> [Text to read]

Steels having the chemical compositions given in Table 8 were prepared by melting in a vacuum melting furnace and were subjected to hot forging to form 25 mm-thick slabs for experiments. After the slabs were heated at 1250 C. for 1 hour in an electric furnace, they were subjected to 3-pass hot rolling in the temperature range of 1150 -930 C. to form 3.2 mm-thick hot rolled steel sheets. As a simulation of coiling, the steel sheets immediately after hot rolling were cooled to 500 C. by forced air cooling or water spraying, kept for 1 hour at that temperature in an electric furnace, and cooled in the furnace at a rate of 20 C./hr.

The resulting hot rolled steel sheets were descaled by pickling the steel sheets with a 15% hydrochloric acid solution at 80 C. and the pickled sheets were used as stocks in cold rolling. Cold rolling was performed to reduce the thickness to 1.4 mm with a reduction of 56%.

As a simulation of continuous annealing, the cold rolled steel sheets were placed in an infrared heating furnace in which they were heated to 800 C. at a rate of 10 C./sec, kept for 40 seconds at that temperature, slowly cooled to 700 C. at a rate of 3 C./sec, then cooled to 400 C. at a rate of 50 C./sec, and kept for 3 minutes at that temperature. Thereafter, the annealed steel sheets were cooled in the furnace to a temperature below 200 C. at a rate of 10 C./sec.

> [Things to do]
1. In the steel sheet processing text, what solution was used to pickle the hot rolled sheets, and at what temperature?
2. Pick up the steel sheet processing text after its last sentence and carry it on.

> [Raw records]
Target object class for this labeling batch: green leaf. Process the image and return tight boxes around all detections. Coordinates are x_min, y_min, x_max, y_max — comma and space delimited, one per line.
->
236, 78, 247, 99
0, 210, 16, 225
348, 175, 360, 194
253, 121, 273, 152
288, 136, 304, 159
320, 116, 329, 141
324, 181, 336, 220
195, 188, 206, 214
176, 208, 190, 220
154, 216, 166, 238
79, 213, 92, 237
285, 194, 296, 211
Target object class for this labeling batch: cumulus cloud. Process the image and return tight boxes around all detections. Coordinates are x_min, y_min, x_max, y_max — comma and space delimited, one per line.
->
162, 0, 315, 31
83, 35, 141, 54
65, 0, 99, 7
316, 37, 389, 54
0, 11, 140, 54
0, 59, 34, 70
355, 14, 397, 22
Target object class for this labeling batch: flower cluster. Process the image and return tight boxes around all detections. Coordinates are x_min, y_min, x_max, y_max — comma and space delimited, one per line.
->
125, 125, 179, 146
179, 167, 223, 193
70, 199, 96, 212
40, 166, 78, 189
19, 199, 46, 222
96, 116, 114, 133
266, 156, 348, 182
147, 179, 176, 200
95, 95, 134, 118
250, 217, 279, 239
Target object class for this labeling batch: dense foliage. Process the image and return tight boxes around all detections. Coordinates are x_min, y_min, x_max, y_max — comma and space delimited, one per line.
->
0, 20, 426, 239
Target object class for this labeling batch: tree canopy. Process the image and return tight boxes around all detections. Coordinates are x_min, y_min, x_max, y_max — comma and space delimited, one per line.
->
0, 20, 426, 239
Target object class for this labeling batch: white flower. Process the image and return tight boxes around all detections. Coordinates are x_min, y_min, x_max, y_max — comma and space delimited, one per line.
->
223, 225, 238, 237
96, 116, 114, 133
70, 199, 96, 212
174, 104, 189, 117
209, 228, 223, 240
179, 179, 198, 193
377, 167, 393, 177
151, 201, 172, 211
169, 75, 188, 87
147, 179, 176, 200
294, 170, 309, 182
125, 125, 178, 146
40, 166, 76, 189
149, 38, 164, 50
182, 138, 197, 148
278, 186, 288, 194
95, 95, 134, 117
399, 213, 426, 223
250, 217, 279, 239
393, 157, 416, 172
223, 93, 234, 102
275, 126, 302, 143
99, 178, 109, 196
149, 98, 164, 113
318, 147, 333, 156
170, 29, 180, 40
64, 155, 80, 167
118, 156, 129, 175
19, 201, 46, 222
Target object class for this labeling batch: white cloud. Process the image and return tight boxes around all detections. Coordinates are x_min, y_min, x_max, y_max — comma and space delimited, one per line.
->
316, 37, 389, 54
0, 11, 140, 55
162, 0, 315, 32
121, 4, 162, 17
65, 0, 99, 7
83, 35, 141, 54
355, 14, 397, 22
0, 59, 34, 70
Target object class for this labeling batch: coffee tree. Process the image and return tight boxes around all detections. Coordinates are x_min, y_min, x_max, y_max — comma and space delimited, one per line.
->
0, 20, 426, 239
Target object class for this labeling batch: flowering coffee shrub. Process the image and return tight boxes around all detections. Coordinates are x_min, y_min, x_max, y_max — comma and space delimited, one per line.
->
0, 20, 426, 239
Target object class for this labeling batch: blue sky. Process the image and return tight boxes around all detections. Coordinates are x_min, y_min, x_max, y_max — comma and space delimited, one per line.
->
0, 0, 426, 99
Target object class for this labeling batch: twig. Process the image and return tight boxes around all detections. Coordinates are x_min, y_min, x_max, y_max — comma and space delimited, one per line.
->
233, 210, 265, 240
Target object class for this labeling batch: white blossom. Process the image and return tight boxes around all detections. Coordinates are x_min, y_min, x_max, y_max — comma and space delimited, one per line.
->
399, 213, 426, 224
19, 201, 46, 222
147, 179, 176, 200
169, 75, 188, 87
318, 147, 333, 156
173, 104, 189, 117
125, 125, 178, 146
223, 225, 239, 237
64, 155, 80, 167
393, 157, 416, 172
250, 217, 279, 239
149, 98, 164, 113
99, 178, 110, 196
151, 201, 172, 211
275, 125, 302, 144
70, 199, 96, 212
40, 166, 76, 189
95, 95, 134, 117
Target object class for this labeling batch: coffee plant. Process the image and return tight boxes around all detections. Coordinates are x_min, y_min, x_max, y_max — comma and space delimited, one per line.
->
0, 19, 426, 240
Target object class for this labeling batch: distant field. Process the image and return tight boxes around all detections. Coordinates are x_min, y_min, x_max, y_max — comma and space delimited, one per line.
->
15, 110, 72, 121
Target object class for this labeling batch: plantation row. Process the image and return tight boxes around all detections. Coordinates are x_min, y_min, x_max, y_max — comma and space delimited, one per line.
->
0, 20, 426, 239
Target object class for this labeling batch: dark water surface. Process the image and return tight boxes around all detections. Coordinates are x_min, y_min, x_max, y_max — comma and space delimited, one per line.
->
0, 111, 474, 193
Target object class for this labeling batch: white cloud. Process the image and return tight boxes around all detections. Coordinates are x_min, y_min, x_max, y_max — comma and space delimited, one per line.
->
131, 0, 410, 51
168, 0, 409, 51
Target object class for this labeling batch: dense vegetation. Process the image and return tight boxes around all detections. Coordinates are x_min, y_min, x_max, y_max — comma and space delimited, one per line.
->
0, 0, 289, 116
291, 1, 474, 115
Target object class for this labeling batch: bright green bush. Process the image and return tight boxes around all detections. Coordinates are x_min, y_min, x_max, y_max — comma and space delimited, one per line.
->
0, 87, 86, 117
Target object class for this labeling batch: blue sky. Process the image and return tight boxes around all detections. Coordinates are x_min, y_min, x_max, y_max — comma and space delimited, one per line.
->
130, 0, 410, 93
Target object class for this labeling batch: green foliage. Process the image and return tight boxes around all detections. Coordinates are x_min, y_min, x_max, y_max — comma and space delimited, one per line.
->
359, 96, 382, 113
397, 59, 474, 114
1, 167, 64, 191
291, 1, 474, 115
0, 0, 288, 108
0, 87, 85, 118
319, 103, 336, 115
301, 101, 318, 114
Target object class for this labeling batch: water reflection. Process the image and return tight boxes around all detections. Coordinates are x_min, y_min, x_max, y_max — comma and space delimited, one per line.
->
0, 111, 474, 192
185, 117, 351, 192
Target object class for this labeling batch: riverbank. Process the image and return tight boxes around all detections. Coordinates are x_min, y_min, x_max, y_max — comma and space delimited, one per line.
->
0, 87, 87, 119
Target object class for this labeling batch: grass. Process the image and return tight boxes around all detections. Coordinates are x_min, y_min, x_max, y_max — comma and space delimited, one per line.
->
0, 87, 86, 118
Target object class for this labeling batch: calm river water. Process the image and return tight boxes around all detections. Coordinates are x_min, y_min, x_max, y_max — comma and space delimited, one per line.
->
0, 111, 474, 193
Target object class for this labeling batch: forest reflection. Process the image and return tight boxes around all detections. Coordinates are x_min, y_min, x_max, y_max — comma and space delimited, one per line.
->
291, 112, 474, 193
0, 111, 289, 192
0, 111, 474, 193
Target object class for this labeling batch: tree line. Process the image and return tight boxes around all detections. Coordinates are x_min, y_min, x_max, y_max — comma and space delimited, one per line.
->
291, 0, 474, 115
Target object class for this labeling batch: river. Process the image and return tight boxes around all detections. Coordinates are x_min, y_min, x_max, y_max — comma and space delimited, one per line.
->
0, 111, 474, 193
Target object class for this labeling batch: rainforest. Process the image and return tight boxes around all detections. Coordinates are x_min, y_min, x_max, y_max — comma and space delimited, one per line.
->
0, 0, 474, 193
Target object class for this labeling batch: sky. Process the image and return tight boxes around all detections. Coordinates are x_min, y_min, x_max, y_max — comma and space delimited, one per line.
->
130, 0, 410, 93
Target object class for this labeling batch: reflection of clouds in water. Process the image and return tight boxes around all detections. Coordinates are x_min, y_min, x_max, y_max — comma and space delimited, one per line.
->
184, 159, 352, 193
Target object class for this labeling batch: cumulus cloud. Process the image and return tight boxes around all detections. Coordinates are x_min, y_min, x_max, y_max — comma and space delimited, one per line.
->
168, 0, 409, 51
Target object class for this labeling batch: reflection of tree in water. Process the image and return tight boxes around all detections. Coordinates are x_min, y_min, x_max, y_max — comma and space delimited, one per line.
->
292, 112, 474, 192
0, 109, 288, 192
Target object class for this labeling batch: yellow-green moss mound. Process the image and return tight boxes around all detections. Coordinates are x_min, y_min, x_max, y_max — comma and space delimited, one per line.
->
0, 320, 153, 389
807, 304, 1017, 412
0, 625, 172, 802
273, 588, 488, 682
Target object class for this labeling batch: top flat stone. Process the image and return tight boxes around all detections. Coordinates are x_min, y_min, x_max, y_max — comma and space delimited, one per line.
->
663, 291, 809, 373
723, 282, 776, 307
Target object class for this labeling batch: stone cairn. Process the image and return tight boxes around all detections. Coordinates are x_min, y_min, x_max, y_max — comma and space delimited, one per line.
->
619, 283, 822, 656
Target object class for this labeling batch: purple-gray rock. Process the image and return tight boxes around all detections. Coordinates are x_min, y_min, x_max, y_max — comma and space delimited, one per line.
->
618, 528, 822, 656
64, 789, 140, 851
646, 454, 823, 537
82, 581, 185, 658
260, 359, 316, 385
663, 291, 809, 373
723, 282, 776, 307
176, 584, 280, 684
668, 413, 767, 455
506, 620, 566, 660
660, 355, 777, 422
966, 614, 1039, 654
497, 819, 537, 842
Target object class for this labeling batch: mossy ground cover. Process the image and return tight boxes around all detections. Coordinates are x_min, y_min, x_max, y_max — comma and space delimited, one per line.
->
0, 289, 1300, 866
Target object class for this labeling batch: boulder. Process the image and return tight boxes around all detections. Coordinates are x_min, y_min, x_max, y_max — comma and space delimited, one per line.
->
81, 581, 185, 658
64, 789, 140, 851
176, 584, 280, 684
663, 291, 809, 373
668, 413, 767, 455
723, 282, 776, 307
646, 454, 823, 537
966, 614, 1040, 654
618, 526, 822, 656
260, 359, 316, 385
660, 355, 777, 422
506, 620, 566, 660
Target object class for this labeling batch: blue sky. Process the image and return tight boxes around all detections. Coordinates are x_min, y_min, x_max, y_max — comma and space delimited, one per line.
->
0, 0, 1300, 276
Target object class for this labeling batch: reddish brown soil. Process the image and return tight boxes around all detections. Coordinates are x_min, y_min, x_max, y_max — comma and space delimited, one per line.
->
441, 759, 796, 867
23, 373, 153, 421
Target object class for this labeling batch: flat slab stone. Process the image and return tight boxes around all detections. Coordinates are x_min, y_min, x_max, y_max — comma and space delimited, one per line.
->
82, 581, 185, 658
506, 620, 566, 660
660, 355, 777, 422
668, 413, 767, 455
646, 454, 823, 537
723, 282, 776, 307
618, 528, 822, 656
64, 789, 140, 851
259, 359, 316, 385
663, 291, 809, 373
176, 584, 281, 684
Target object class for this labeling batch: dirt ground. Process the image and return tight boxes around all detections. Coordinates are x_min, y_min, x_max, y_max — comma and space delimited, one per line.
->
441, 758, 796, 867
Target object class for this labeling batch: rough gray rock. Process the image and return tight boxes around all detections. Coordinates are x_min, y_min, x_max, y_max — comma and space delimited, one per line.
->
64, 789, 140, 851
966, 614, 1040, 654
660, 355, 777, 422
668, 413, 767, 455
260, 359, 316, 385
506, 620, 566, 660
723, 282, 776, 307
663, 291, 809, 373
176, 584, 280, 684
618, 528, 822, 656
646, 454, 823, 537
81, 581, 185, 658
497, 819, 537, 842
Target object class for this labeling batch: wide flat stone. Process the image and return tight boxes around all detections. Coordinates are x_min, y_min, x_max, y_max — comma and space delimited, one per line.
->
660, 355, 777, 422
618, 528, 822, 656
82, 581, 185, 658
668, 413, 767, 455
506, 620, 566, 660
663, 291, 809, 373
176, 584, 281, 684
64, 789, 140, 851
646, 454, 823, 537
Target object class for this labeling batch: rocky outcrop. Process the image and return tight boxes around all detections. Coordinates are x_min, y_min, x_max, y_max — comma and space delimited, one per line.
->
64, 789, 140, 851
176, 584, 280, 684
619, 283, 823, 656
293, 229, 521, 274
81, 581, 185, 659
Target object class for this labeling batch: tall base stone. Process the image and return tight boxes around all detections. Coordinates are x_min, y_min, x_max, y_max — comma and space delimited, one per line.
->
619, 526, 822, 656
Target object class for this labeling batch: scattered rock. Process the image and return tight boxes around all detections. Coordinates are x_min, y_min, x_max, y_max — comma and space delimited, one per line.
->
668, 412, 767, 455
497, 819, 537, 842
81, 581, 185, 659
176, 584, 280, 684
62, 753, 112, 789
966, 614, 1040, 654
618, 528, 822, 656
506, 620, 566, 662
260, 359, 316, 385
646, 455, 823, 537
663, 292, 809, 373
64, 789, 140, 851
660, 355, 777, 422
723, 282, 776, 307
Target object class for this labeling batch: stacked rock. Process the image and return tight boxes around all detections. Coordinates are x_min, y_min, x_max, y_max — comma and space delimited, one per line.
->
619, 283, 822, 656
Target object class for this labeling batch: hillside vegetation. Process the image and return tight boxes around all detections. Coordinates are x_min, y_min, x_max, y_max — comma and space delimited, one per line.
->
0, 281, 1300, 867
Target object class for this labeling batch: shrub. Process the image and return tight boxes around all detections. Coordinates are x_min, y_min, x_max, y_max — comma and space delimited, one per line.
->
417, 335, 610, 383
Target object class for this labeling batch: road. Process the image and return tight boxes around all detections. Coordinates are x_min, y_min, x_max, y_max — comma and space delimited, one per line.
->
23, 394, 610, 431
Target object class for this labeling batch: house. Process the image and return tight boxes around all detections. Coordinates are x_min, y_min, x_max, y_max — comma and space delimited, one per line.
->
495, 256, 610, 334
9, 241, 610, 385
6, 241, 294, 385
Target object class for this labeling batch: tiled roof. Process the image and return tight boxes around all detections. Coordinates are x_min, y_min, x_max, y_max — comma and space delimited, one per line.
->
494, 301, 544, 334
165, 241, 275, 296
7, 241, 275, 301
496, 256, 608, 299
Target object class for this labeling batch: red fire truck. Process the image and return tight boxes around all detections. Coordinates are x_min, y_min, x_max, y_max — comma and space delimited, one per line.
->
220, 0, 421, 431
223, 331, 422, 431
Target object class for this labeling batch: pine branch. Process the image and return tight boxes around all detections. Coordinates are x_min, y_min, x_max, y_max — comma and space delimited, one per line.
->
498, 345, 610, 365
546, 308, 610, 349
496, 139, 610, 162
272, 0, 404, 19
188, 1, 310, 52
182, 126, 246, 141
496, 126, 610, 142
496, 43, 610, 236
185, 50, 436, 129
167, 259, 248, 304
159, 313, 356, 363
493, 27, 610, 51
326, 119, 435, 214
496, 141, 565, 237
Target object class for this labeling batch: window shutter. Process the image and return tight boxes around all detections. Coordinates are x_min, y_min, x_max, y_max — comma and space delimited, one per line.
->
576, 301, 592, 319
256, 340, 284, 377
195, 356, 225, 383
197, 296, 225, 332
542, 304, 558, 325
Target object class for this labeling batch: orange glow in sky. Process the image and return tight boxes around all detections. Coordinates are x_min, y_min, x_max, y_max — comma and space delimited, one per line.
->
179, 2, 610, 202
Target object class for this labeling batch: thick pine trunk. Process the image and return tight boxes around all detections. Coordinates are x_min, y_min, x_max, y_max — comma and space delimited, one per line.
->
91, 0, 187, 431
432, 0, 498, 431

> [In response]
1. A 15% hydrochloric acid solution at 80 C.

2.
The tensile properties and volume fraction of retained austenite of each cold rolled and annealed steel sheet were determined in the same manner as described in Example 1. In the tensile test, values for uniform elongation and local elongation were also determined in addition to total elongation, which may be referred to merely as elongation. The uniform elongation was calculated by determining the "n-value" from the ratio of the load applied at 10% elongation to that at 20% elongation and converting the n-value into elongation. The local elongation was calculated by subtracting the value for uniform elongation from the value for total elongation.

A hole expansion test was performed by preparing a 70 mm-square test piece (blank) having a hole 10 mm in diameter punched with a clearance of 0.1 mm and expanding the hole by forcing a punch 33 mm in diameter into the hole while the test piece was held with a die having an inner diameter of 36.5 mm at a blank holder pressure of 3 tons. The hole expansion limit (HEL) was determined in the same way as described in Example 1.

The test results are given in Table 9. Some of the results are also shown in FIG. 2 as a function of Al content varying in the range of 0.07-1.54% with an approximately constant (Si+Al) content.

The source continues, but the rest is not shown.